(Stored data entries)
◇ ◇ ◇ ◇ ◇ ◇ ◇
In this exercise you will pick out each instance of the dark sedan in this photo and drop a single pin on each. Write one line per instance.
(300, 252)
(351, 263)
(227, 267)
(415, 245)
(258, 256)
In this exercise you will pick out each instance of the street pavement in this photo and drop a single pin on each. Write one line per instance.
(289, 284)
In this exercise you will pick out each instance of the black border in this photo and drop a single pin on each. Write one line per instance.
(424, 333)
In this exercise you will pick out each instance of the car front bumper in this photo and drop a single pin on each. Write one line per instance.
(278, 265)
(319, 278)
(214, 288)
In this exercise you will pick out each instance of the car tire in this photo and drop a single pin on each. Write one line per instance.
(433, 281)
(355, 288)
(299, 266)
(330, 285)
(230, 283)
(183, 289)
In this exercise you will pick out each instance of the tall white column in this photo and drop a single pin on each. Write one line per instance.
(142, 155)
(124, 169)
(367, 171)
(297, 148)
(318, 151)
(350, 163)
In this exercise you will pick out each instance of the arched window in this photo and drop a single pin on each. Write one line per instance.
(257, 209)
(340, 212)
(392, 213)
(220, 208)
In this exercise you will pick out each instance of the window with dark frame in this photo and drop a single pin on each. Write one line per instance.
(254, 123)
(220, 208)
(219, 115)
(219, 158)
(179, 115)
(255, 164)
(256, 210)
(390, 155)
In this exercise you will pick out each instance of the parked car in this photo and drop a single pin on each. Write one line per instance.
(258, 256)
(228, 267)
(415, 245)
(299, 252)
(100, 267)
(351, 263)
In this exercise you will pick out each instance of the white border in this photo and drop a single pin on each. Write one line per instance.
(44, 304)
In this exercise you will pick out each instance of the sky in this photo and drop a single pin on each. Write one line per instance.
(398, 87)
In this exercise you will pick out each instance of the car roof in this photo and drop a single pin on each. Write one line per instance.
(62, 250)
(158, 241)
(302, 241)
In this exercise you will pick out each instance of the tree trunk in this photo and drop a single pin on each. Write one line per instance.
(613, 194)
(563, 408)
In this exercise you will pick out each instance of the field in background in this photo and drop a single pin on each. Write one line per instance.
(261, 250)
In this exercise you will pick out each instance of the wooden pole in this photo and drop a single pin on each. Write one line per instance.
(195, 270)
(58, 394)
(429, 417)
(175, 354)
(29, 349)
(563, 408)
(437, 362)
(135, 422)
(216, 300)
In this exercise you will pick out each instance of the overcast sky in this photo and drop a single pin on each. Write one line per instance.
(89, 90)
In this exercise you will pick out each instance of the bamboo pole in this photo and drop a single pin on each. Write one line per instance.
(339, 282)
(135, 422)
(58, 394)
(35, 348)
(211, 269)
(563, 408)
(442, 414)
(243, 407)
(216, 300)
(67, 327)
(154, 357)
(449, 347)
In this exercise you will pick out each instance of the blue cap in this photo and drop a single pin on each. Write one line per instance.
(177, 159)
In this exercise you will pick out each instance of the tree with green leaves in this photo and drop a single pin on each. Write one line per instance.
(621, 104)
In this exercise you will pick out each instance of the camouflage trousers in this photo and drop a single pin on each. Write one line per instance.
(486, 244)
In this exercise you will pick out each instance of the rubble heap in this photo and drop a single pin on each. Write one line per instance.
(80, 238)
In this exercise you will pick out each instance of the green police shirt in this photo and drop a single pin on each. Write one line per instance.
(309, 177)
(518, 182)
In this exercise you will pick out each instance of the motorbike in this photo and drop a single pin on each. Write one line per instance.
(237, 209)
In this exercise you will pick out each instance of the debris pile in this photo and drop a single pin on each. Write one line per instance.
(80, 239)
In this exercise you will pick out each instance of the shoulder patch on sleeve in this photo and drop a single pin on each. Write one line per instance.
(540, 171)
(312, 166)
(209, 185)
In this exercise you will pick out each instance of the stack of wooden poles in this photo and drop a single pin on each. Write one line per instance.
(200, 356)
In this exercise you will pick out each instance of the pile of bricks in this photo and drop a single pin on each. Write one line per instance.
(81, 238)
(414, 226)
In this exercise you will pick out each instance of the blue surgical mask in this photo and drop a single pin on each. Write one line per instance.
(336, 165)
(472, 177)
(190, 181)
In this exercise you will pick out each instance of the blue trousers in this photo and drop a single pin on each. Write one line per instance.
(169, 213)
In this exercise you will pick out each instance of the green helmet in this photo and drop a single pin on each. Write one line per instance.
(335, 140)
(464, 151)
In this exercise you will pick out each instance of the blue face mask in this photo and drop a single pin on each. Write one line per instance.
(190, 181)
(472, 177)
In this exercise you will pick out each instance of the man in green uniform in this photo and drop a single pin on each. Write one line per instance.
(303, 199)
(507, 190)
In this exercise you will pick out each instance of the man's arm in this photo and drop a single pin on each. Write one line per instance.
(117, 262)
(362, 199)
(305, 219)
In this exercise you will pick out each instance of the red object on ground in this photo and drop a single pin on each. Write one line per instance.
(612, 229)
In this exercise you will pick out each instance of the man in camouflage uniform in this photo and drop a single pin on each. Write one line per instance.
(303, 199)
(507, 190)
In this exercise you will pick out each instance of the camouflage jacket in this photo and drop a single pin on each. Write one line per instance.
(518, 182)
◇ ◇ ◇ ◇ ◇ ◇ ◇
**ACTIVITY**
Please output the line that contains "of the pile" and every line after it in the entries above, exactly, and nothing more.

**ANSWER TO THE PROBLEM**
In this exercise you will pick out each instance of the pile of bricks in this photo and drop a single pin on each. Write one line per instance.
(81, 238)
(414, 226)
In this exercise you will pick out each instance of the blue surgical mask in this photo and drop a single pin on each. Write one line per instance.
(336, 165)
(472, 177)
(190, 181)
In this exercise you will pick out each instance of the blue trousers in this photo and drop a single pin on each. Write one line per instance.
(169, 213)
In this exercise you will pick out each instance of the green helmet in this photo and drop a single pin on each. Write one line per instance.
(335, 140)
(464, 151)
In this exercise you will pick out each instance of the blue face mask in this photo and drop a single pin on each. Write one line per instance.
(190, 181)
(472, 177)
In this exercise you will pick out each instance of the man in green uniform in this photo and drop a single pin on each. Write one line per instance.
(303, 199)
(507, 190)
In this exercise you will pick out each instance of the man's arm in this photo and drop a single pin on each. Write one line per instance.
(117, 262)
(362, 199)
(305, 219)
In this exercise you will pick out each instance of the red object on ground in this photo and drop a single pin on each. Write one line per instance.
(612, 229)
In this exercise you will pick out each instance of the man in camouflage uniform in this photo and drop a single pin on each. Write one line per instance.
(303, 199)
(507, 190)
In this exercise you will pick out each instance of the camouflage jacket in this photo and drop a single pin on each. Write one line per instance.
(518, 182)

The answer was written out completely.